INFORMATION SHOWN:

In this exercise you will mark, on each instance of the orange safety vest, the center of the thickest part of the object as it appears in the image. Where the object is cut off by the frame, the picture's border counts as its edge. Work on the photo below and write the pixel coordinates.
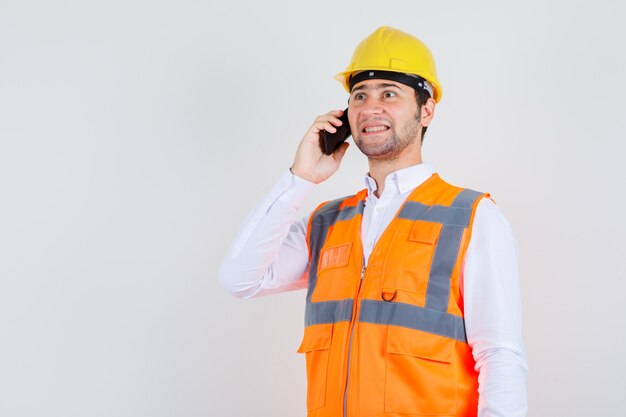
(389, 339)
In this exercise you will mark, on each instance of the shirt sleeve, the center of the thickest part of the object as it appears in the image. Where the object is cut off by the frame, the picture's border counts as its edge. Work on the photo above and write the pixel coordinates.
(493, 314)
(270, 252)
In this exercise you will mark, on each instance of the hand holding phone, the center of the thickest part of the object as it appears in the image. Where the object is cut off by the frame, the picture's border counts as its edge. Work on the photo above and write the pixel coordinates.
(329, 142)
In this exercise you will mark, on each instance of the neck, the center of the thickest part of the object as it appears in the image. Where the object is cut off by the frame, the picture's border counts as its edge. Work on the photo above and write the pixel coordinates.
(379, 169)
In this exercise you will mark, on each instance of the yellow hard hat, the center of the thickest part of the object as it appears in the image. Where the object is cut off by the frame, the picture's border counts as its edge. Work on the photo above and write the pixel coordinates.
(389, 49)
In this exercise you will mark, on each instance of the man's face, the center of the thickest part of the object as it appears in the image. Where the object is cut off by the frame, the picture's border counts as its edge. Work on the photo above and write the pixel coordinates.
(384, 118)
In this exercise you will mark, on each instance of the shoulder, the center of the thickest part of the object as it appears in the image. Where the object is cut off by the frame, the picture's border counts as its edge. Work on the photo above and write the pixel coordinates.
(328, 212)
(490, 224)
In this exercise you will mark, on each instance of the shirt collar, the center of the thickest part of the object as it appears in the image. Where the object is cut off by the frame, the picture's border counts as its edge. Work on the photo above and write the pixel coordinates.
(403, 180)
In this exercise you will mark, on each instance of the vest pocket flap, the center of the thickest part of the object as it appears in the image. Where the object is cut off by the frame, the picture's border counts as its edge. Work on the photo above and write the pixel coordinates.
(316, 337)
(335, 256)
(403, 341)
(425, 232)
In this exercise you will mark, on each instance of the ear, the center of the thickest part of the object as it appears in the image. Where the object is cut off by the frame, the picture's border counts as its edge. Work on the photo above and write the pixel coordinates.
(427, 112)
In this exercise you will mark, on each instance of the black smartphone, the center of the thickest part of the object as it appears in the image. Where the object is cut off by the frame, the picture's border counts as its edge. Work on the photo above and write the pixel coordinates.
(329, 142)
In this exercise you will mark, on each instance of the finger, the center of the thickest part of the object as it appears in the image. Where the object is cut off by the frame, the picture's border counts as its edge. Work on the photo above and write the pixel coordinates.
(325, 125)
(340, 151)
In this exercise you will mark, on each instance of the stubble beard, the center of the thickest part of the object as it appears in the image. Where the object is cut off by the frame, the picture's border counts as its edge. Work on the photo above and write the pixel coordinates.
(391, 148)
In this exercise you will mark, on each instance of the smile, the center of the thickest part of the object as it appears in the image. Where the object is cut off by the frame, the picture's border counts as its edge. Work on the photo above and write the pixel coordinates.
(372, 129)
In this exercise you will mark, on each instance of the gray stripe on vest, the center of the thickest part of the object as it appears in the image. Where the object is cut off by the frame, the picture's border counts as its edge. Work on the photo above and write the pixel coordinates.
(446, 254)
(319, 229)
(328, 312)
(456, 216)
(413, 317)
(327, 216)
(348, 213)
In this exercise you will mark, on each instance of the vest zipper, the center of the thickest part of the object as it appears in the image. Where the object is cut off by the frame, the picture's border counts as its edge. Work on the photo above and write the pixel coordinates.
(355, 312)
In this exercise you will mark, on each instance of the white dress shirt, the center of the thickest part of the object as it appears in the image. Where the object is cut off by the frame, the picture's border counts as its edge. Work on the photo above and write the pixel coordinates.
(270, 255)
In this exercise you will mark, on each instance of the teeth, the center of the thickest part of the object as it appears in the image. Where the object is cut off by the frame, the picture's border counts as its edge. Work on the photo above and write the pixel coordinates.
(375, 129)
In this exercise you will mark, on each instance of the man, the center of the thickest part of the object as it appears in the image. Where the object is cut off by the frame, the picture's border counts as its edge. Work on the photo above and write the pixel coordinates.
(413, 298)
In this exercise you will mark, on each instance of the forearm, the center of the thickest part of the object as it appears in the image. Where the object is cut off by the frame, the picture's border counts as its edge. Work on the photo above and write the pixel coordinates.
(493, 315)
(270, 253)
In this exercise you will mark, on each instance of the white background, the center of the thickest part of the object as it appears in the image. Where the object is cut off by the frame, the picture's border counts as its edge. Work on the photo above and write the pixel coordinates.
(136, 135)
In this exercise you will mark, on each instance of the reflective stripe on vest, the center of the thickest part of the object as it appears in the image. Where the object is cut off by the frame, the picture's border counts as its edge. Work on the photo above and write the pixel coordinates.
(433, 318)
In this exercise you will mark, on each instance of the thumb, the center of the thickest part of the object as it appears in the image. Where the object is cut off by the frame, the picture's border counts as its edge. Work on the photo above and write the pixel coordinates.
(340, 152)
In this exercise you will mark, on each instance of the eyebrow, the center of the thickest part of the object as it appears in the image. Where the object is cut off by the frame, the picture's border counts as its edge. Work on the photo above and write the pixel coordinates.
(379, 86)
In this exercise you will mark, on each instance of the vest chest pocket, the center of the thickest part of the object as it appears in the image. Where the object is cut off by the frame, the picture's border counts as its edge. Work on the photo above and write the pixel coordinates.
(334, 280)
(420, 376)
(316, 346)
(407, 264)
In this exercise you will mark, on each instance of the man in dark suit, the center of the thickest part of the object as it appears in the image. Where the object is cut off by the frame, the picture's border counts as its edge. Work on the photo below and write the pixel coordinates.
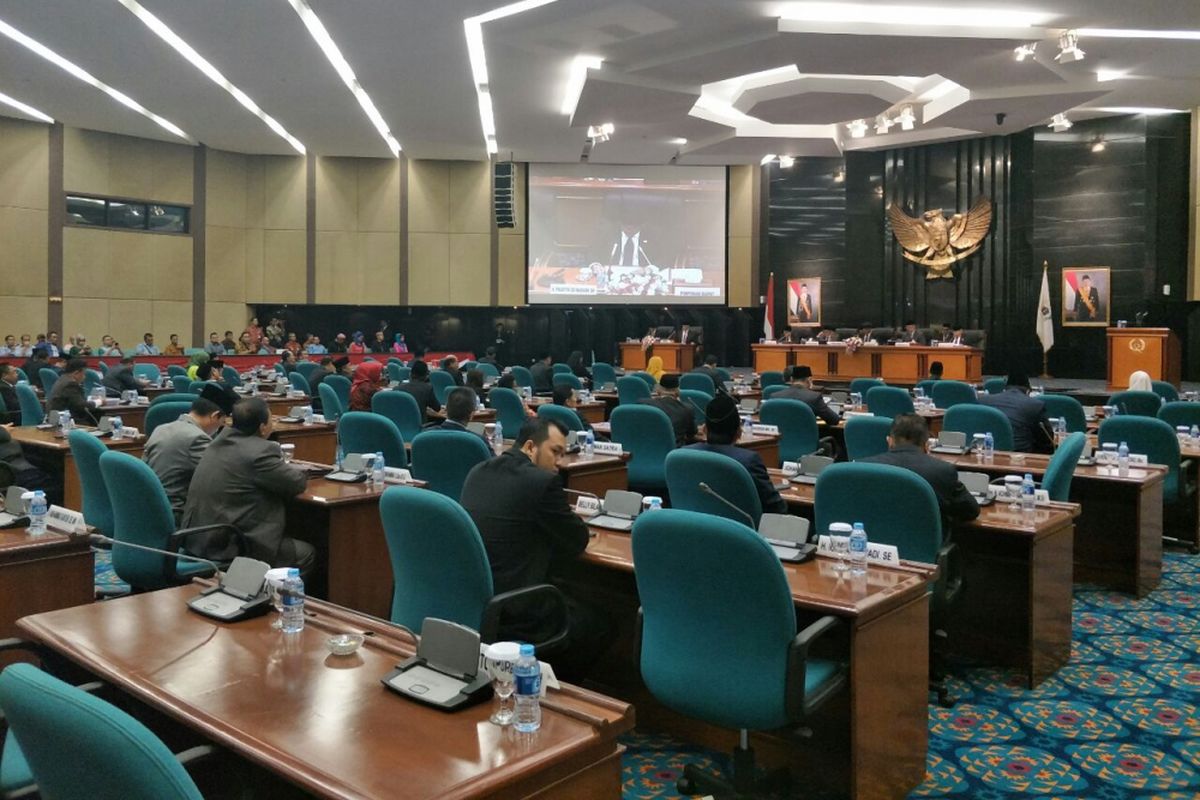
(67, 394)
(243, 481)
(723, 427)
(801, 389)
(1031, 426)
(906, 449)
(528, 528)
(419, 386)
(683, 417)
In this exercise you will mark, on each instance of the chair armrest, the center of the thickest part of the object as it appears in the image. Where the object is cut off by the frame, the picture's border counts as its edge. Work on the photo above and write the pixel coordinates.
(490, 625)
(796, 697)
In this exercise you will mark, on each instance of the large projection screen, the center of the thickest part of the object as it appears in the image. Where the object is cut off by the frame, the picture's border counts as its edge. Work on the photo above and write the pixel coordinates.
(625, 235)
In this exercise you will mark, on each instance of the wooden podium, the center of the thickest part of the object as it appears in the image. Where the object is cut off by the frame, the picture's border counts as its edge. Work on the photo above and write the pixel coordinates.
(1155, 350)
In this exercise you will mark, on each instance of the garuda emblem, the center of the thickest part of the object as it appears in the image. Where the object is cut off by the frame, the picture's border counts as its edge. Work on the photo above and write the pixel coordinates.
(936, 242)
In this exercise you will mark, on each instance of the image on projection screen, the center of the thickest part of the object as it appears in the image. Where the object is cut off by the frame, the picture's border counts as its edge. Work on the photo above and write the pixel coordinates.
(627, 234)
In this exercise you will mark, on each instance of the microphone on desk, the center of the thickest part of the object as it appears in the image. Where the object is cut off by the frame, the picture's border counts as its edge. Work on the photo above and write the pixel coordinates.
(708, 489)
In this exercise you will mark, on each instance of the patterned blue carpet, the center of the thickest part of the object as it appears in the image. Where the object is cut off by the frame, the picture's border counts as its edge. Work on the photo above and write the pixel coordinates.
(1120, 722)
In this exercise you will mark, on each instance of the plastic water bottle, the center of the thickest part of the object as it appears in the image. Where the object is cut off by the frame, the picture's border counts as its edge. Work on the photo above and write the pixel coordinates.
(37, 511)
(292, 595)
(527, 675)
(1029, 498)
(858, 549)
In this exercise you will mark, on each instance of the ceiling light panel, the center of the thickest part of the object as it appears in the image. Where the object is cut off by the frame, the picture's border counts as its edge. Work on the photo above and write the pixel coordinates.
(166, 34)
(329, 47)
(88, 78)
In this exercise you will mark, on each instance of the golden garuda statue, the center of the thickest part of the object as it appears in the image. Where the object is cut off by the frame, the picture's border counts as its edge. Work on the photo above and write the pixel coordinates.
(936, 242)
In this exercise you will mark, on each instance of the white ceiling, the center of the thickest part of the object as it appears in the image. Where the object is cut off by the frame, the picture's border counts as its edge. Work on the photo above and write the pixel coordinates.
(412, 58)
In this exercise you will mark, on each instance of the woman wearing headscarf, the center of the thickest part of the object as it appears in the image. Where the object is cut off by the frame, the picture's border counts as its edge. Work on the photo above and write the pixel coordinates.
(367, 380)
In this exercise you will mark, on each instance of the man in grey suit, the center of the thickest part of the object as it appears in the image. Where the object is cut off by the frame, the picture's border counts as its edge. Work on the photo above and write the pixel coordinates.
(243, 481)
(175, 449)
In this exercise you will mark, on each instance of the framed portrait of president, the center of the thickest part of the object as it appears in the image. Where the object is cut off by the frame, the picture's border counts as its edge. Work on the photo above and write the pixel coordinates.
(1086, 292)
(804, 302)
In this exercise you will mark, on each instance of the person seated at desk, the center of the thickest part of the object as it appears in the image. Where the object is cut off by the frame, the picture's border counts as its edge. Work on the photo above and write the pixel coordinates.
(906, 449)
(419, 386)
(174, 449)
(243, 481)
(723, 428)
(683, 416)
(67, 394)
(801, 388)
(529, 529)
(1031, 426)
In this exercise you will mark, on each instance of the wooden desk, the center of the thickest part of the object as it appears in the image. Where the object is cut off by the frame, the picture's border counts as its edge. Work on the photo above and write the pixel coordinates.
(324, 723)
(1119, 533)
(869, 745)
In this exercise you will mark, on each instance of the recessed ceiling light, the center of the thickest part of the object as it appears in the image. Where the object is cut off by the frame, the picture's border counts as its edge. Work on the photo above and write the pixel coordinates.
(329, 47)
(28, 110)
(214, 74)
(88, 78)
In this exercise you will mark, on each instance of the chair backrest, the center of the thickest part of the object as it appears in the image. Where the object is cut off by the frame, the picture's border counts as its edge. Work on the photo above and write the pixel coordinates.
(646, 432)
(888, 401)
(78, 746)
(85, 451)
(947, 394)
(1153, 438)
(142, 515)
(31, 411)
(630, 390)
(444, 457)
(697, 382)
(688, 468)
(797, 427)
(509, 410)
(162, 413)
(1066, 407)
(895, 505)
(1137, 403)
(1167, 391)
(867, 435)
(565, 416)
(1056, 480)
(699, 655)
(438, 563)
(364, 432)
(972, 419)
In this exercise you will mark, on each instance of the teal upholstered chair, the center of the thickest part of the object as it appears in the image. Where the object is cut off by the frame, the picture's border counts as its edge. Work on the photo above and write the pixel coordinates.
(1056, 480)
(443, 458)
(97, 510)
(797, 427)
(142, 515)
(162, 413)
(972, 419)
(647, 433)
(688, 468)
(867, 435)
(948, 394)
(700, 579)
(78, 746)
(1065, 407)
(441, 569)
(1137, 403)
(509, 410)
(631, 390)
(401, 408)
(365, 432)
(888, 401)
(31, 411)
(563, 415)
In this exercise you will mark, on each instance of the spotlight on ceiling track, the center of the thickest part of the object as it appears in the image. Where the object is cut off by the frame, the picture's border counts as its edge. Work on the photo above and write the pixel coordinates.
(1068, 48)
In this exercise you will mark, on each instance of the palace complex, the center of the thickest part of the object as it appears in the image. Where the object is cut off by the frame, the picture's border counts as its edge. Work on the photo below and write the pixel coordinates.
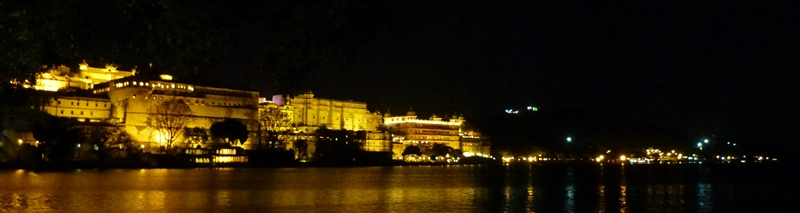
(126, 100)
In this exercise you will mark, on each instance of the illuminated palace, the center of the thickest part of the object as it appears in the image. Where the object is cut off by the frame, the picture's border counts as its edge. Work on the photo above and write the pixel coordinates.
(124, 99)
(409, 130)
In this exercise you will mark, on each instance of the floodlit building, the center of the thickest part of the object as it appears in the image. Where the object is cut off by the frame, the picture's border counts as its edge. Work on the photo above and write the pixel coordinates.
(132, 98)
(409, 130)
(311, 112)
(125, 99)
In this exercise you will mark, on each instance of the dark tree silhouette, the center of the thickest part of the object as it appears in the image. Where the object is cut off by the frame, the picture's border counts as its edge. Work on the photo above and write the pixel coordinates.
(57, 138)
(108, 140)
(301, 149)
(169, 118)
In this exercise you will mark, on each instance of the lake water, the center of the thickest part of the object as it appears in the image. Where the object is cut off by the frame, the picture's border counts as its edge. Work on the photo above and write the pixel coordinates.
(524, 188)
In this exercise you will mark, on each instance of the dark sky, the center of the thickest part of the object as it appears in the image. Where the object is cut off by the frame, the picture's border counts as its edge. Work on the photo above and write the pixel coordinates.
(700, 68)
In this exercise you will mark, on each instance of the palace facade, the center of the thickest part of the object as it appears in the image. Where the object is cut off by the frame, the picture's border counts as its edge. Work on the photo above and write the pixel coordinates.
(125, 99)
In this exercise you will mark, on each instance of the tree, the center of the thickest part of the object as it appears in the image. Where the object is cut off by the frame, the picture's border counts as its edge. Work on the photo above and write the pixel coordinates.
(195, 135)
(169, 119)
(411, 150)
(275, 123)
(57, 138)
(231, 131)
(301, 148)
(108, 140)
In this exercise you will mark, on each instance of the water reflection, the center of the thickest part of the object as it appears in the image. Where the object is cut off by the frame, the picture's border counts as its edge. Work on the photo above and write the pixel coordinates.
(528, 188)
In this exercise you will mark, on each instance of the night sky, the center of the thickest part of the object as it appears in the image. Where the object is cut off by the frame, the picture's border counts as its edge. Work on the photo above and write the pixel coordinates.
(698, 69)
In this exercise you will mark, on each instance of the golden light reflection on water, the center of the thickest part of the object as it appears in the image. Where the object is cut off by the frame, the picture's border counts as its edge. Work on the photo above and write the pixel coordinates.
(378, 189)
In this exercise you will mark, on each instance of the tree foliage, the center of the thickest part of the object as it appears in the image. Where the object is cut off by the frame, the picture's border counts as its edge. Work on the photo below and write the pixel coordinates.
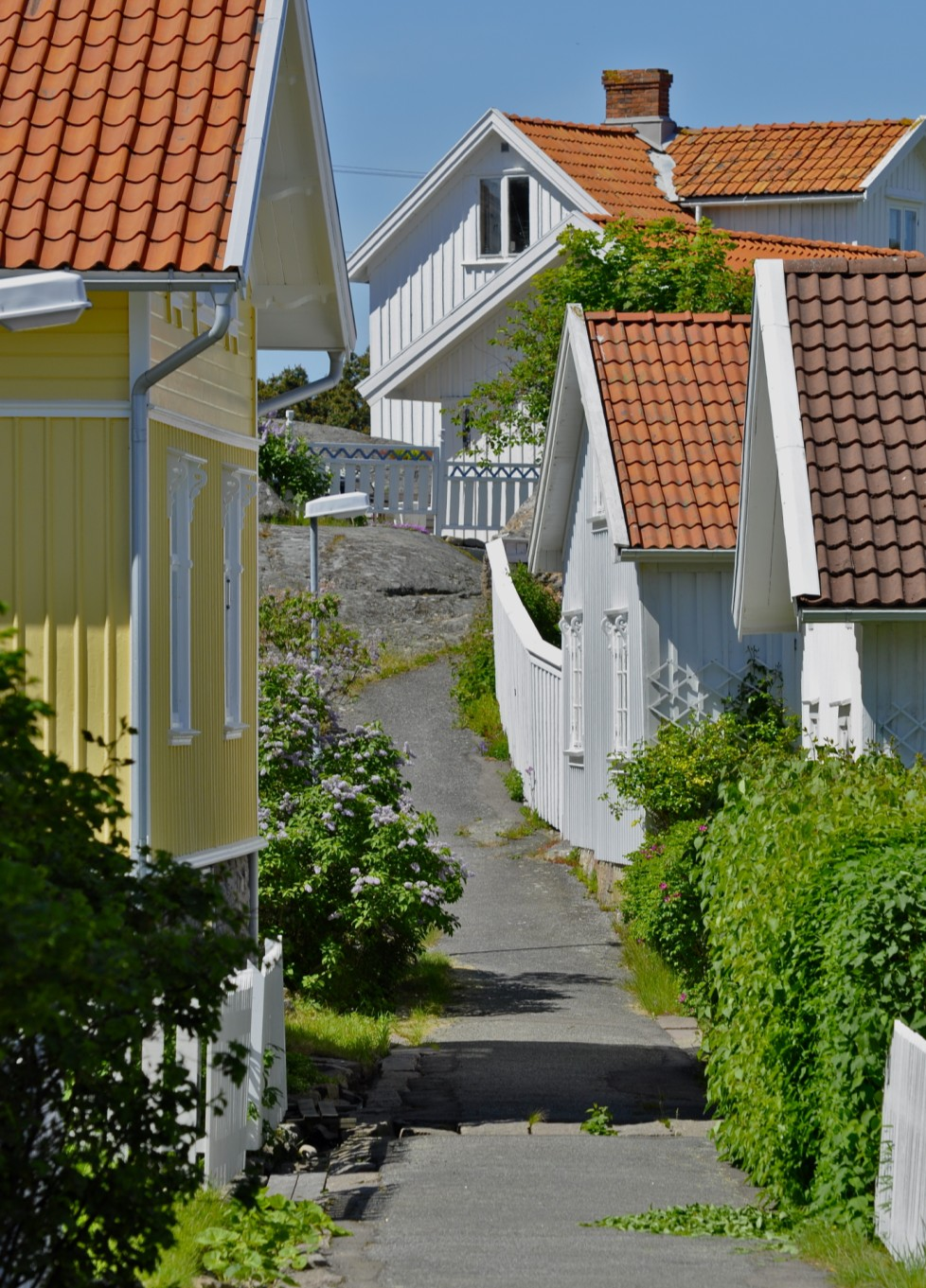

REQUIREMENTS: Every line from the one containing "the golden light" through the end of the entries above, both included, should be extracted exactly, with pictures left out.

OUTPUT OF THE EXERCISE:
In this exercise you will mark, on each instance of the golden light reflection on water, the center of the thickest part of the object as it appears in the image. Where the object is cut off by the frame, the picture's border counts as its edge. Work on the photo above and write the pixel coordinates.
(378, 189)
In this exercise you will mark, on each instance of the tree foliage, the center of the thickest part of the object as it appears in the image. Where the object is cut off by the frame, the picture's border counts as its edge. Work on the photo below and write the pixel coordinates.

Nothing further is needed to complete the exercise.